Set of tasks
(a) In the forum posts on overprotective parenting, at what age was the writer with the overprotective mother molested?
(b) Copy everything in the forum posts on overprotective parenting from "guess what? I" down to "this one too.".
(c) In the forum posts on overprotective parenting, list the stages of a girl's life named in the paragraph beginning "You will NOT always be there to protect her."

Text block

If your daughter attends public school, she will be assigned a teacher at the beginning of each school year. It just may happen that there are no female teachers in that grade (that happened in our 5th grade year, the one female teacher took that particular year off because she was pregnant). What happens when she is assigned a male teacher and there IS a female teacher she can switch to? What will you say when she asks why you want to switch her teacher? What will you do if she can't be switched to a different class? If she develops an interest in, say, lacrosse, will you bar her from playing on the team because there's a male coach or aide? You are kidding yourself if you think she is not going to notice a pattern, or pick up on your odd, irrational behavior.

Also, I would suggest asking your ex to stop telling you the gory details of every sexual abuse case that crosses his path. They are not helping you process, cope, or move on from your trauma. In fact, it sounds like it is only sticking you deeper into a sense of constant, ever present danger.
post #38 of 103
My mother was Over protective..to the point where if I forgot to wear underwear as a child, I'd get in big trouble. she picked out my clothes and I had to cover my head. She didn't make me wear a burkah because she didn't wear one herself. All through my childhood, I could sense her paranoia and fear.
guess what? I got molested anyway, at five. Do you think I felt that she would be the person to go to? No. and I didn't. I knew she would blame me and herself for not preventing it. Her world would fall apart..she would realize she had failed and I feared the consequences of telling her. You are not doing her any favors raising her this way.
post #39 of 103
The tragic irony of being overprotective is that while it may keep your child safer in the very short term, it puts her in more danger in the long term. That's true for every situation in which parents are overprotective, and yes, in this one too.

You will NOT always be there to protect her. Yes, you can do that 100% of the time while she's an infant, but a young child? Preteen? Teen? Grown woman? She needs to learn what is normal and okay and how to protect herself from what is not normal or okay. If she's never allowed to learn that, she WILL be victimized.

Supplied entries
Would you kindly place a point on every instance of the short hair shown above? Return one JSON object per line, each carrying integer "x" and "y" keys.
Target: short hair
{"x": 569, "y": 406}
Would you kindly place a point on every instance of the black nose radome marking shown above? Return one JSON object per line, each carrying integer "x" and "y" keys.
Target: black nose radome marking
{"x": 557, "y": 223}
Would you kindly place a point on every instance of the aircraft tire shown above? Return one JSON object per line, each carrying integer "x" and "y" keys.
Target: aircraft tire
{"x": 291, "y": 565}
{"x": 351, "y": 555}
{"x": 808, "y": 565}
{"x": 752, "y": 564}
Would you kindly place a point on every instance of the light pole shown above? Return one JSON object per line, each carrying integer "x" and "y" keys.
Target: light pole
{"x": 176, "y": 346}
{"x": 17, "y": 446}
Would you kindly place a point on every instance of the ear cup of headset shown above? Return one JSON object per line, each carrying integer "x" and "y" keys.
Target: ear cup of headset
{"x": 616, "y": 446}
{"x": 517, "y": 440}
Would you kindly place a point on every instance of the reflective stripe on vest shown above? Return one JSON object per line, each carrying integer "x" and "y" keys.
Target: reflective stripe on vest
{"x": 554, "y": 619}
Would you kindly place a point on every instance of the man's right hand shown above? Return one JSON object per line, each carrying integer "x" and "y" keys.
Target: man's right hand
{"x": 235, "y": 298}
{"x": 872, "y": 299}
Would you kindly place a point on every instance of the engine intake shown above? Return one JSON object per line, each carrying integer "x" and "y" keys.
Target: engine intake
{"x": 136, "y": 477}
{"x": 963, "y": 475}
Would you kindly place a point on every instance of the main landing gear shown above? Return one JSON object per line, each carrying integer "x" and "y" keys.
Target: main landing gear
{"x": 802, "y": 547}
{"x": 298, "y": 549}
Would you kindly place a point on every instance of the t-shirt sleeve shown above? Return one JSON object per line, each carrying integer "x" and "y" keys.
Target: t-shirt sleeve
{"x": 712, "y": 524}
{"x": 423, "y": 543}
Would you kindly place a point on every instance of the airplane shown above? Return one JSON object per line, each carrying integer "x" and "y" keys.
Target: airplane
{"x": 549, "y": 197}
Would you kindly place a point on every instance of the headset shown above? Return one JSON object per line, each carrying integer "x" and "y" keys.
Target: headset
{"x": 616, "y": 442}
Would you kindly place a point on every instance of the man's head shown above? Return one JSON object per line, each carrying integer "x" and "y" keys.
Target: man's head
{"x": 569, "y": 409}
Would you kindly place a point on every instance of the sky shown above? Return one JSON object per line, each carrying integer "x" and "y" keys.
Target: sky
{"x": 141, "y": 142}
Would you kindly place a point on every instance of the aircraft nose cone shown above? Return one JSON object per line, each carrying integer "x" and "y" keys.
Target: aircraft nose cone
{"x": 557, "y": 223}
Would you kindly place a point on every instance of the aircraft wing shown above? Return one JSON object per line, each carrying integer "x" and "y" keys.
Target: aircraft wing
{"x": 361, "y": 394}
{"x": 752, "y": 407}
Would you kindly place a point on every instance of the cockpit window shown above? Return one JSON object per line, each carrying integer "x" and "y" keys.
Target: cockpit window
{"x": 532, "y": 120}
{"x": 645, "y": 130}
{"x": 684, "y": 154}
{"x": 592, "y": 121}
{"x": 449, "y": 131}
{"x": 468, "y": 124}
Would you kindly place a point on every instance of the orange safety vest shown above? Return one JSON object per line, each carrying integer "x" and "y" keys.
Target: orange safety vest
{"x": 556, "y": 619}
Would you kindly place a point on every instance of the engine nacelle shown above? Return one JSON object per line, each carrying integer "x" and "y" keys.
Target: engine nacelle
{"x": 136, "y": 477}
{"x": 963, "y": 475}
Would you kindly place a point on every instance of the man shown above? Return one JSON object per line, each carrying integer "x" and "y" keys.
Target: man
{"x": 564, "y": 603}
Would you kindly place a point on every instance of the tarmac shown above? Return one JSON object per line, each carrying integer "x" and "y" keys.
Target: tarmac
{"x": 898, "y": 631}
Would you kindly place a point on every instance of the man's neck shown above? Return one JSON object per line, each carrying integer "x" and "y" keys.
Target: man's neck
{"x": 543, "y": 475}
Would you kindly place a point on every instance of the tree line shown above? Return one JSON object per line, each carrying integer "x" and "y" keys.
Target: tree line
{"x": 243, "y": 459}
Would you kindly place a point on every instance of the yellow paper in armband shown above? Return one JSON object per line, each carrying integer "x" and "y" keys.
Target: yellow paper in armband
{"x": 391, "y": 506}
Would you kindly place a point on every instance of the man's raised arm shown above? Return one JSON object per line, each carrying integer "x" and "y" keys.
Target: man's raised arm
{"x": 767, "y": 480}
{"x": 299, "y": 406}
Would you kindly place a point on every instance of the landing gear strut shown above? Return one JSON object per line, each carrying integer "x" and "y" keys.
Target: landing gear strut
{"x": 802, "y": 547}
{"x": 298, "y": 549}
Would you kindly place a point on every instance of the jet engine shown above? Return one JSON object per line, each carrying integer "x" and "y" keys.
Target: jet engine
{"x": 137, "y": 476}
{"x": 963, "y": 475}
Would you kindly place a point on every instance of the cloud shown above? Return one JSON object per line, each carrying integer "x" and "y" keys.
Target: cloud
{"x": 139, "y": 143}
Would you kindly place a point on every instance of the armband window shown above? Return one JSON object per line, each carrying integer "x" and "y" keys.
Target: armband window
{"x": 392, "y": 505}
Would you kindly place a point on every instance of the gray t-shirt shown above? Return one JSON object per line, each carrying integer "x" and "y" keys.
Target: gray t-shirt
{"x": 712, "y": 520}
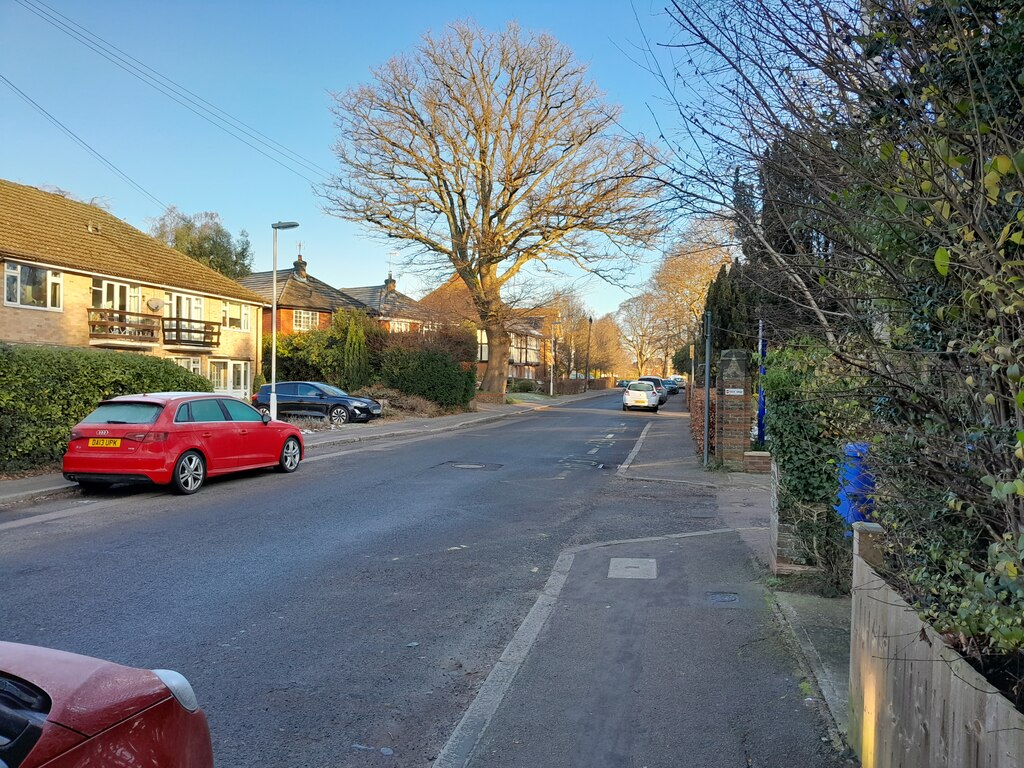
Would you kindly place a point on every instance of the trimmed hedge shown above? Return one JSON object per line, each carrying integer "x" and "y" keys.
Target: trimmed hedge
{"x": 429, "y": 374}
{"x": 45, "y": 391}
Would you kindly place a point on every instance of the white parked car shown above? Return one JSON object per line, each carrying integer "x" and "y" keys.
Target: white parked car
{"x": 640, "y": 394}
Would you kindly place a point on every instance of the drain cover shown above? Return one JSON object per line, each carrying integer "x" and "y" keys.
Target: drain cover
{"x": 471, "y": 465}
{"x": 721, "y": 598}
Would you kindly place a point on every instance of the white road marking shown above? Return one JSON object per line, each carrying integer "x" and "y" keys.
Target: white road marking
{"x": 636, "y": 450}
{"x": 77, "y": 510}
{"x": 632, "y": 567}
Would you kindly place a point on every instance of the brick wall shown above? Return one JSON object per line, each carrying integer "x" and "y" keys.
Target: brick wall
{"x": 696, "y": 397}
{"x": 732, "y": 418}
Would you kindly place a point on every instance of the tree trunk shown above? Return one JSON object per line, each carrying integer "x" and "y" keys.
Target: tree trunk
{"x": 497, "y": 374}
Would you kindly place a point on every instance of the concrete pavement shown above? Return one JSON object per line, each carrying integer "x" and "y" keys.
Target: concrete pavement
{"x": 614, "y": 664}
{"x": 611, "y": 662}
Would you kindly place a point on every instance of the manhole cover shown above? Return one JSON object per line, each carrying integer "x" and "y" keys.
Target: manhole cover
{"x": 721, "y": 598}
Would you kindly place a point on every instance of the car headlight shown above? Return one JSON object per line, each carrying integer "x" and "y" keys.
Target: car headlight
{"x": 179, "y": 687}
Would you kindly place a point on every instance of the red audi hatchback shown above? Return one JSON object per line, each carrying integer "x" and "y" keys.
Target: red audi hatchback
{"x": 176, "y": 437}
{"x": 60, "y": 710}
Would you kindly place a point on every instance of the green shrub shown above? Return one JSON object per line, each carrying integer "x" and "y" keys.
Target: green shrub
{"x": 44, "y": 391}
{"x": 810, "y": 413}
{"x": 429, "y": 374}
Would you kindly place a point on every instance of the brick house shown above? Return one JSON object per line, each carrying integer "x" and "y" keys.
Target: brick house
{"x": 304, "y": 302}
{"x": 529, "y": 331}
{"x": 394, "y": 310}
{"x": 76, "y": 275}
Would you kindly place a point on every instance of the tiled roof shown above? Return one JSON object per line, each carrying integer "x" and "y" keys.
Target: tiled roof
{"x": 308, "y": 294}
{"x": 40, "y": 226}
{"x": 390, "y": 303}
{"x": 453, "y": 300}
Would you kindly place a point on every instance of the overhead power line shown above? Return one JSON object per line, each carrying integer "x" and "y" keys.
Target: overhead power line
{"x": 82, "y": 142}
{"x": 210, "y": 113}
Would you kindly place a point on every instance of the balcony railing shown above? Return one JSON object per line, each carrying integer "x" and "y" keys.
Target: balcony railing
{"x": 189, "y": 333}
{"x": 118, "y": 327}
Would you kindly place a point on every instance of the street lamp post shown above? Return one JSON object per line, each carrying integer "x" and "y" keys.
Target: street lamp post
{"x": 554, "y": 347}
{"x": 273, "y": 317}
{"x": 590, "y": 329}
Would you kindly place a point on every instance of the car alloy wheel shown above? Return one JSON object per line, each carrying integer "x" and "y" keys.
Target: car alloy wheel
{"x": 291, "y": 455}
{"x": 189, "y": 472}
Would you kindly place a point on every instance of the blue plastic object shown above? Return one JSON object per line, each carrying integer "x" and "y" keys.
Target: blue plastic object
{"x": 856, "y": 484}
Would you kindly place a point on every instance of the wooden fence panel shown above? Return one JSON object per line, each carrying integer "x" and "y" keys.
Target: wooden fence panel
{"x": 914, "y": 702}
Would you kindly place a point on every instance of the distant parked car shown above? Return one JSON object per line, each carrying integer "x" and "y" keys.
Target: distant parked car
{"x": 176, "y": 437}
{"x": 316, "y": 399}
{"x": 663, "y": 391}
{"x": 640, "y": 394}
{"x": 60, "y": 710}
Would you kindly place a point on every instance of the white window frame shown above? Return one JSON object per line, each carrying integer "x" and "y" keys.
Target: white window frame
{"x": 195, "y": 365}
{"x": 231, "y": 369}
{"x": 54, "y": 280}
{"x": 225, "y": 315}
{"x": 482, "y": 349}
{"x": 309, "y": 320}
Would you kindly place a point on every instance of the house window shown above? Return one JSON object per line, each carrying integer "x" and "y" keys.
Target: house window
{"x": 481, "y": 346}
{"x": 231, "y": 377}
{"x": 188, "y": 364}
{"x": 519, "y": 348}
{"x": 534, "y": 350}
{"x": 33, "y": 287}
{"x": 236, "y": 316}
{"x": 302, "y": 320}
{"x": 110, "y": 295}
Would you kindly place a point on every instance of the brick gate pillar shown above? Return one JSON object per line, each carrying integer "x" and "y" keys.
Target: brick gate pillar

Answers for this exercise
(a) At five.

(b)
guess what? I got molested anyway, at five. Do you think I felt that she would be the person to go to? No. and I didn't. I knew she would blame me and herself for not preventing it. Her world would fall apart..she would realize she had failed and I feared the consequences of telling her. You are not doing her any favors raising her this way.
post #39 of 103
The tragic irony of being overprotective is that while it may keep your child safer in the very short term, it puts her in more danger in the long term. That's true for every situation in which parents are overprotective, and yes, in this one too.

(c) infant, young child, preteen, teen, grown woman